■ **What you will do**:
Return a copy of every line in the records that includes the word "target".

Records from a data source
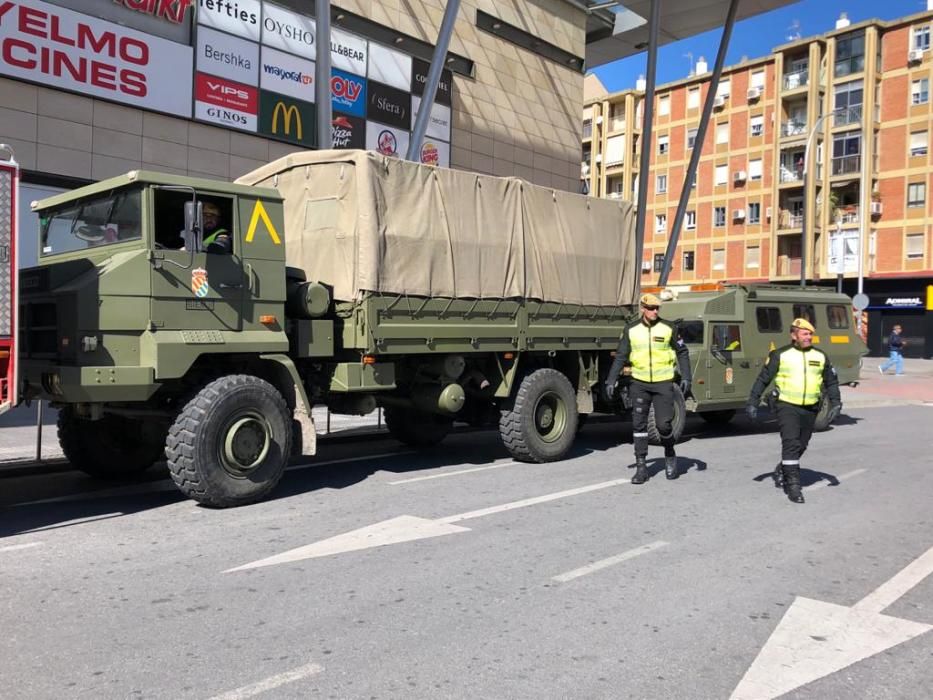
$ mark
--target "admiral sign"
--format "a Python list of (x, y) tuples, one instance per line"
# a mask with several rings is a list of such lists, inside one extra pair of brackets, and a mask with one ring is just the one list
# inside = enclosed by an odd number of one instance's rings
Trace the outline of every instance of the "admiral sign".
[(399, 129), (411, 129), (411, 95), (401, 90), (370, 82), (366, 116), (373, 121)]
[(331, 71), (331, 105), (335, 112), (354, 117), (366, 116), (366, 80), (342, 70)]
[(411, 56), (393, 51), (386, 46), (370, 44), (369, 70), (366, 75), (370, 80), (409, 92), (411, 90)]
[(232, 129), (256, 131), (258, 92), (250, 85), (198, 73), (194, 95), (195, 116)]
[(314, 148), (317, 145), (316, 128), (317, 114), (310, 102), (294, 100), (265, 90), (259, 91), (261, 134)]
[[(421, 98), (411, 98), (411, 112), (413, 115), (412, 123), (418, 118), (418, 110), (421, 108)], [(428, 127), (425, 134), (441, 141), (450, 141), (450, 107), (441, 104), (434, 104), (431, 108), (431, 116), (428, 118)]]
[(404, 158), (411, 138), (407, 130), (395, 129), (387, 124), (366, 123), (366, 150), (384, 156)]
[(263, 6), (262, 43), (299, 56), (314, 56), (314, 20), (284, 7)]
[[(431, 64), (427, 61), (422, 61), (419, 58), (412, 60), (412, 69), (411, 69), (411, 94), (412, 95), (423, 95), (424, 86), (428, 81), (428, 71), (431, 69)], [(450, 86), (453, 83), (453, 73), (449, 70), (444, 69), (441, 71), (441, 79), (437, 83), (437, 94), (434, 96), (434, 101), (439, 102), (442, 105), (451, 105), (451, 89)]]
[(346, 114), (335, 114), (330, 122), (334, 148), (365, 148), (366, 122)]
[(259, 0), (198, 0), (198, 24), (259, 41), (262, 29)]
[(40, 0), (0, 2), (0, 74), (191, 116), (191, 47)]
[(259, 44), (203, 27), (198, 30), (198, 70), (255, 85)]
[(357, 75), (366, 75), (366, 40), (339, 29), (330, 32), (330, 64)]
[(421, 162), (441, 168), (450, 167), (450, 144), (426, 138), (421, 144)]
[(191, 15), (195, 0), (48, 0), (146, 34), (191, 43)]
[(263, 47), (259, 87), (314, 102), (314, 61)]

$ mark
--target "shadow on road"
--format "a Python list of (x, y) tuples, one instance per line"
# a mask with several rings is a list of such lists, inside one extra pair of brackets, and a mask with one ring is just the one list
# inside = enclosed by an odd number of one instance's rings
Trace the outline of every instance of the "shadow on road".
[[(754, 477), (752, 481), (767, 481), (769, 484), (773, 484), (772, 477), (774, 476), (774, 471), (767, 471), (764, 474), (759, 474)], [(839, 486), (839, 479), (836, 478), (834, 474), (829, 474), (827, 472), (818, 472), (813, 469), (807, 469), (805, 467), (800, 468), (800, 485), (803, 487), (813, 486), (818, 484), (821, 481), (827, 482), (827, 486)]]

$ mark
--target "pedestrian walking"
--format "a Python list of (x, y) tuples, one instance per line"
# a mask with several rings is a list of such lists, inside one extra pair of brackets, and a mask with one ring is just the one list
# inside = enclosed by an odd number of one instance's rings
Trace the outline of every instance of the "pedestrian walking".
[(661, 300), (654, 294), (640, 299), (641, 317), (622, 330), (616, 357), (606, 377), (606, 395), (612, 398), (623, 367), (631, 369), (632, 435), (635, 441), (633, 484), (648, 480), (648, 411), (654, 406), (654, 421), (664, 446), (664, 470), (676, 479), (674, 451), (674, 381), (680, 372), (680, 389), (690, 393), (690, 353), (673, 324), (660, 318)]
[(800, 491), (800, 458), (810, 443), (813, 424), (825, 392), (830, 403), (829, 421), (842, 412), (839, 380), (829, 358), (813, 347), (813, 325), (804, 318), (791, 324), (790, 345), (772, 350), (752, 387), (745, 411), (748, 417), (758, 417), (758, 404), (768, 386), (774, 382), (778, 426), (781, 430), (781, 461), (775, 469), (776, 486), (794, 503), (803, 503)]
[(891, 329), (891, 336), (888, 338), (888, 360), (884, 364), (878, 365), (878, 371), (881, 374), (887, 372), (891, 366), (894, 366), (894, 376), (904, 376), (904, 346), (907, 341), (902, 335), (903, 329), (900, 324)]

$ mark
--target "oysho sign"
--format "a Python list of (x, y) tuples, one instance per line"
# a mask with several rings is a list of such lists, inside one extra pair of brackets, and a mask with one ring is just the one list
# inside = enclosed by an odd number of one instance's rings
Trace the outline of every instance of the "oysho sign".
[(262, 28), (259, 0), (198, 0), (198, 24), (259, 41)]
[(330, 94), (335, 112), (366, 116), (366, 81), (363, 78), (335, 69), (331, 73)]
[(314, 61), (263, 47), (259, 87), (314, 102)]
[(175, 24), (185, 21), (188, 8), (194, 0), (113, 0), (117, 5), (123, 5), (128, 10), (142, 12), (159, 19), (165, 19)]
[(255, 85), (259, 44), (203, 27), (198, 31), (198, 70)]
[(900, 308), (916, 308), (923, 306), (923, 299), (920, 297), (888, 297), (884, 300), (884, 305)]
[(262, 43), (299, 56), (314, 55), (314, 20), (284, 7), (263, 6)]
[(259, 91), (215, 75), (198, 73), (195, 116), (204, 121), (244, 131), (256, 131)]
[(40, 0), (0, 2), (0, 73), (191, 116), (192, 50)]

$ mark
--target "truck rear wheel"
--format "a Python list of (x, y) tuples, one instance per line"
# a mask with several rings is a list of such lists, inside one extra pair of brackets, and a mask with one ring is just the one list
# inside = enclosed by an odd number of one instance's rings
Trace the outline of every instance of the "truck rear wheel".
[(556, 369), (526, 376), (511, 407), (499, 417), (499, 435), (522, 462), (553, 462), (563, 457), (577, 434), (577, 396)]
[(832, 409), (832, 406), (829, 404), (829, 399), (825, 396), (820, 401), (820, 410), (817, 411), (816, 419), (813, 421), (813, 429), (822, 433), (825, 430), (829, 430), (829, 412)]
[(268, 382), (245, 374), (215, 379), (169, 429), (165, 453), (175, 485), (218, 508), (253, 503), (285, 473), (292, 415)]
[(160, 423), (110, 413), (85, 420), (66, 406), (58, 414), (58, 442), (75, 469), (98, 479), (120, 479), (162, 459), (165, 430)]
[(701, 411), (699, 416), (710, 425), (722, 427), (735, 417), (735, 409), (728, 408), (722, 411)]
[(416, 408), (386, 406), (382, 412), (392, 437), (410, 447), (433, 447), (447, 437), (453, 418)]
[[(680, 387), (674, 385), (674, 419), (671, 421), (671, 427), (674, 429), (674, 442), (680, 440), (684, 433), (684, 426), (687, 424), (687, 402), (684, 401), (684, 395)], [(661, 436), (658, 434), (658, 426), (654, 422), (654, 406), (648, 411), (648, 442), (652, 445), (661, 444)]]

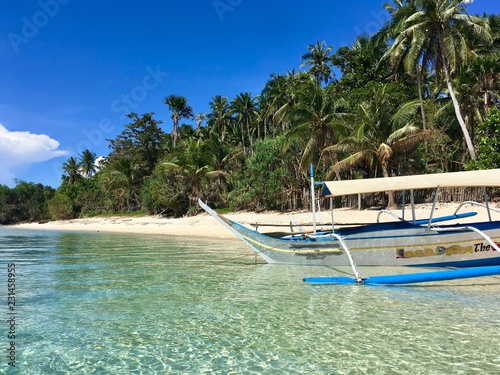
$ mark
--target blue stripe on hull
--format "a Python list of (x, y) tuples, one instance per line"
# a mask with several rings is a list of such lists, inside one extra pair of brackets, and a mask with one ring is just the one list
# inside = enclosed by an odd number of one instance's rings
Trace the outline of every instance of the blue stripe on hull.
[(474, 260), (461, 260), (457, 262), (440, 262), (409, 265), (408, 267), (453, 267), (453, 268), (471, 268), (471, 267), (487, 267), (500, 266), (500, 256), (493, 258), (483, 258)]

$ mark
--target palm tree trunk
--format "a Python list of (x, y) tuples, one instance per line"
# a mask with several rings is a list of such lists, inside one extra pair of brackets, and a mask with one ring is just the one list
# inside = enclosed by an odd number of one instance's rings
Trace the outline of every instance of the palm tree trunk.
[(488, 116), (488, 113), (490, 113), (490, 101), (489, 101), (489, 94), (488, 94), (488, 90), (484, 90), (484, 112), (486, 113), (486, 116)]
[(417, 86), (418, 86), (418, 100), (420, 101), (420, 115), (422, 116), (422, 129), (427, 129), (427, 119), (425, 117), (425, 108), (424, 108), (424, 96), (422, 94), (422, 76), (421, 76), (420, 67), (417, 66)]
[(174, 148), (177, 146), (177, 139), (179, 138), (178, 129), (179, 129), (179, 119), (174, 117), (173, 121), (174, 128), (172, 129), (172, 143)]
[[(447, 72), (447, 69), (445, 68)], [(458, 123), (460, 124), (460, 128), (464, 133), (465, 143), (467, 144), (467, 148), (469, 149), (469, 154), (472, 160), (477, 159), (476, 151), (474, 150), (474, 145), (472, 144), (471, 137), (469, 135), (469, 131), (467, 130), (467, 126), (465, 125), (465, 121), (460, 113), (460, 105), (458, 104), (457, 97), (455, 96), (455, 92), (453, 91), (453, 87), (451, 86), (451, 82), (449, 80), (449, 74), (447, 73), (446, 78), (446, 86), (448, 86), (448, 91), (450, 92), (451, 101), (453, 102), (453, 107), (455, 108), (455, 115), (457, 116)]]
[(248, 140), (250, 142), (250, 147), (253, 147), (252, 130), (250, 128), (250, 122), (248, 120), (246, 121), (246, 125), (247, 125), (247, 133), (248, 133)]
[(247, 148), (245, 147), (245, 126), (243, 125), (243, 121), (241, 121), (240, 129), (241, 129), (241, 147), (243, 147), (243, 151), (246, 153)]
[[(386, 178), (389, 178), (389, 171), (387, 170), (387, 165), (382, 163), (382, 175)], [(394, 192), (393, 191), (388, 191), (387, 192), (387, 207), (393, 207), (394, 206)]]
[(450, 93), (451, 101), (453, 102), (453, 108), (455, 109), (455, 116), (457, 117), (458, 123), (460, 124), (460, 128), (462, 129), (462, 133), (464, 134), (465, 143), (467, 144), (467, 148), (469, 149), (469, 154), (472, 160), (477, 159), (476, 151), (474, 150), (474, 145), (472, 144), (471, 137), (469, 135), (469, 131), (467, 130), (467, 125), (465, 125), (465, 121), (460, 113), (460, 105), (458, 103), (457, 97), (455, 96), (455, 91), (453, 90), (453, 86), (451, 85), (450, 72), (448, 71), (448, 61), (446, 59), (446, 55), (443, 49), (443, 36), (438, 36), (439, 47), (441, 50), (441, 58), (443, 60), (443, 70), (444, 76), (446, 80), (446, 86), (448, 87), (448, 92)]

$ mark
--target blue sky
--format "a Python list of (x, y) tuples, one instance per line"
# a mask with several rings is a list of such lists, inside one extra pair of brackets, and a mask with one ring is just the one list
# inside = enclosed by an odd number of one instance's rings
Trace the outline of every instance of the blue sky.
[[(62, 164), (85, 149), (107, 155), (132, 111), (154, 112), (170, 132), (170, 94), (195, 113), (215, 95), (258, 95), (271, 74), (299, 69), (309, 44), (336, 50), (377, 31), (384, 2), (2, 2), (0, 184), (59, 186)], [(500, 3), (469, 9), (500, 13)]]

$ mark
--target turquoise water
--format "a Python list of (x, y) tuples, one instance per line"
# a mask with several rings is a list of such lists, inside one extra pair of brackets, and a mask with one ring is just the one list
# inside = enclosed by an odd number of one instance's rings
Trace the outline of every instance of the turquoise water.
[(500, 373), (500, 278), (311, 286), (345, 270), (255, 265), (236, 241), (2, 227), (0, 254), (0, 373)]

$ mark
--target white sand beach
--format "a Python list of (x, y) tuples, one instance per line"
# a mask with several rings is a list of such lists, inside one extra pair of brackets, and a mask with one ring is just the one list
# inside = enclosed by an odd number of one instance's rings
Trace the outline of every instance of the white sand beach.
[[(499, 208), (499, 203), (492, 203), (491, 207)], [(457, 204), (447, 203), (436, 207), (436, 216), (451, 215), (455, 212)], [(432, 204), (421, 204), (416, 208), (417, 219), (428, 218)], [(456, 220), (454, 222), (470, 223), (475, 221), (488, 220), (488, 215), (485, 208), (472, 207), (470, 205), (463, 206), (459, 212), (477, 212), (477, 215)], [(401, 216), (401, 210), (393, 210), (397, 215)], [(252, 226), (252, 224), (274, 224), (277, 226), (262, 225), (258, 227), (261, 232), (273, 232), (281, 230), (289, 230), (290, 221), (298, 223), (312, 223), (312, 214), (309, 211), (280, 213), (280, 212), (235, 212), (225, 215), (226, 217), (238, 221), (241, 224)], [(409, 207), (405, 210), (405, 218), (411, 218)], [(500, 220), (499, 212), (492, 212), (493, 220)], [(317, 227), (328, 229), (330, 228), (331, 215), (329, 211), (322, 211), (316, 214)], [(347, 223), (367, 223), (379, 221), (394, 221), (394, 217), (388, 214), (380, 214), (376, 210), (356, 210), (356, 209), (335, 209), (334, 221), (339, 224)], [(451, 223), (451, 222), (449, 222)], [(327, 225), (325, 225), (327, 224)], [(287, 225), (287, 227), (279, 226)], [(166, 236), (185, 236), (185, 237), (209, 237), (209, 238), (235, 238), (234, 235), (226, 230), (220, 223), (206, 213), (197, 216), (183, 218), (163, 218), (160, 216), (143, 216), (143, 217), (94, 217), (86, 219), (73, 219), (62, 221), (49, 221), (44, 224), (27, 223), (19, 224), (16, 228), (36, 229), (36, 230), (64, 230), (64, 231), (90, 231), (90, 232), (118, 232), (118, 233), (142, 233), (155, 234)], [(312, 227), (304, 226), (308, 230)]]

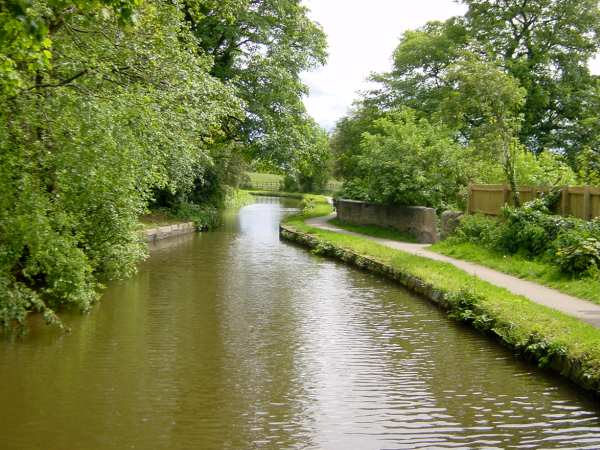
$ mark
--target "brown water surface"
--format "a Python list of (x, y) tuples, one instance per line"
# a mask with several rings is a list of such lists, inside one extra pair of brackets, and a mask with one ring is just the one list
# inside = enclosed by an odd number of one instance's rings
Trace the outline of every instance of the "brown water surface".
[(72, 334), (0, 342), (0, 449), (600, 448), (600, 408), (261, 199), (159, 243)]

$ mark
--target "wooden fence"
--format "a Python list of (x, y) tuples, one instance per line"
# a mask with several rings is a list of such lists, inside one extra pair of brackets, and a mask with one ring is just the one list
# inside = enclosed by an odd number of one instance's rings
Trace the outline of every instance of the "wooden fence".
[[(519, 186), (522, 203), (540, 197), (548, 188)], [(503, 184), (472, 184), (469, 186), (468, 213), (498, 216), (504, 205), (512, 205), (512, 192)], [(557, 214), (590, 220), (600, 216), (600, 188), (590, 186), (565, 187), (561, 189)]]
[(279, 191), (281, 183), (279, 181), (263, 181), (260, 183), (253, 183), (252, 181), (242, 184), (243, 189), (254, 189), (257, 191)]
[[(250, 181), (248, 183), (243, 183), (240, 187), (242, 189), (252, 189), (257, 191), (280, 191), (282, 188), (279, 181), (263, 181), (259, 183)], [(335, 192), (340, 189), (340, 187), (341, 183), (339, 181), (329, 181), (325, 185), (324, 192)]]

■ **Task response**:
--target "admiral sign"
--target "shadow on road"
--target "pedestrian walking"
--target "oysho sign"
--target "truck rear wheel"
--target blue stripe on hull
--target palm tree trunk
--target blue sky
--target turquoise water
--target white sand beach
--target "brown water surface"
--target "wooden fence"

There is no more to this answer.